▶ _USING THE INFORMATION_:
1) Rewrite the passage of the article on Peter Boggis's sea defenses from "On crumbling coastline" to "defences were unlawful.", putting "the conservation agency" wherever "Natural England" appears.
2) According to the article on Peter Boggis's sea defenses, how much has he spent building clay barriers to protect his house and hamlet?

▶ _DOCUMENT TEXT_:

##########

On crumbling coastline from Humberside to Felixstowe they will cheer his name: Peter Boggis, 77, retired engineer and gallant knight battling for the right of all Englishmen to defend their homes against the encroaching sea. Mr Boggis has spent at least £400,000 building clay barriers to defend his house and his hamlet against the North Sea. He has spent another eyewatering sum fighting a legal battle against Natural England, the government body that argued that his defences were unlawful.
It designated his stretch of coastline a Site of Special Scientific Interest (SSSI) and argued that, as such, it was in the interests of science to allow the ground beneath his home to erode naturally. Yesterday, in the High Court, he won a remarkable victory. Mr Justice Blair rejected the arguments of Natural England on a technicality. Both sides now plan to appeal.
Last night, Mr Boggis returned to his home in Easton Bavents, north of Southwold, and declared himself “mildy elated”. The price of defending his home, which may be worth £300,000 if his defences remain, and £30,000 if they are removed, has never deterred him. The principle was far more valuable.
“I’m fighting in the interests of everyone who lives on the coast of England,” he said. “If we can save one inch of the coast of Britain it’s worth it. If we can save one house it’s worth as much as a castle anywhere else.”
Up and down the coast of England yesterday, coastal defenders cheered the man whom they have called the Clifftop Crusader.
In the Norfolk village of Happisburgh, which has already lost 26 properties to the sea, Malcolm Kerby, head of a local coastal defence action group, said: “We’re absolutely delighted. When a man takes on the Goliath of the Government and beats it, it just makes you think that perhaps England still exists.”
John Gummer, the MP for Southwold, called The Times from Paris. “I think we will all take heart from this,” he said. Though this legal skirmish was won on a technicality, he said: “You have to fight on the minutiae. That’s how you win these battles. It will mean that Natural England will have to think again before it imposes these sorts of things on individuals.”
He also believed it would “bring more pressure on a very important issue, which is that if you don’t allow someone to defend their own property then you must compensate them”.
Not only are some clifftop householders barred from defending their property, they may have to pay at least £3,000 for its demolition by the council.
“In shoreline management plans. . . serious efforts are afoot to withdraw from any sort of defence of coastline,” Mr Gummer said. “This will show people that they can fight and they can win.”
Mr Boggis’s family bought the land upon which his home stands in 1904, buying part of an estate, much of which has since been swallowed by the sea. The pace of erosion appeared to increase in the 1980s and just over a decade ago Mr Boggis began casting around for a means to beat back the waves.
“I have to do something with my retirement, to get the grey cells going,” he said. Thirty folders of research on the subject of sea defence piled up in his study, and from 2002 until the end of 2005, he embarked on an ambitious project on the beach beneath the cliffs, with 250,000 tonnes of clay.
He cut an impressive figure on the rampart, with his greying beard and timbrous voice. He had no doubt that the money for his project would come, “with a little help and the grace of God. I believe if you put your shoulder to the wheel the rest of the world will fall into step beside you,” he said.
Natural England halted his work in the winter of 2005. It argued in the High Court that its concern related to some rather older residents of the area, signs of life from the Pleistocene era 1.8 millions years ago, now fossilised in the rock. John Horwell, QC, for Natural England, argued that many sites were designated SSSIs “because the process of erosion makes them interesting to scientists”.
In the event, Mr Justice Blair’s ruling was strictly for the birds. Attempting to stop the protection of the coastline by imposing an SSSI might have an adverse effect on a Special Protection Area (SPA) for birds to the north. The judge ruled that Natural England should have performed an assessment first of the risk to the SPA.
Mr Boggis called it an indictment of the tangled mess in which Britain’s “environmental lobby” were caught, the “yellow-bellied cowards who should never have been put in charge of the welfare of this nation”.
He believes that his rampart may last at most another five years. Then, if the legal battle is finally won, he may start building another one.

##########

▶ _DATA_:
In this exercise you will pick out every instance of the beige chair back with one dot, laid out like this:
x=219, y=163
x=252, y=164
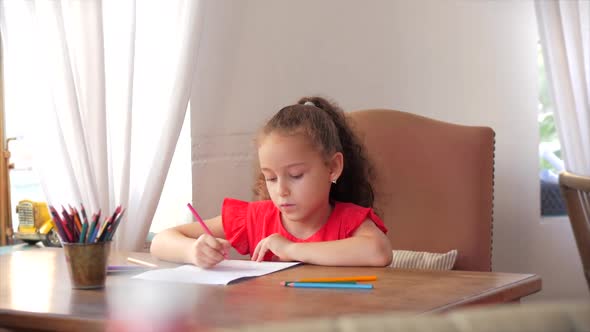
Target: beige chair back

##########

▶ _OUTPUTS BY TASK_:
1)
On crumbling coastline from Humberside to Felixstowe they will cheer his name: Peter Boggis, 77, retired engineer and gallant knight battling for the right of all Englishmen to defend their homes against the encroaching sea. Mr Boggis has spent at least £400,000 building clay barriers to defend his house and his hamlet against the North Sea. He has spent another eyewatering sum fighting a legal battle against the conservation agency, the government body that argued that his defences were unlawful.

2) At least £400,000.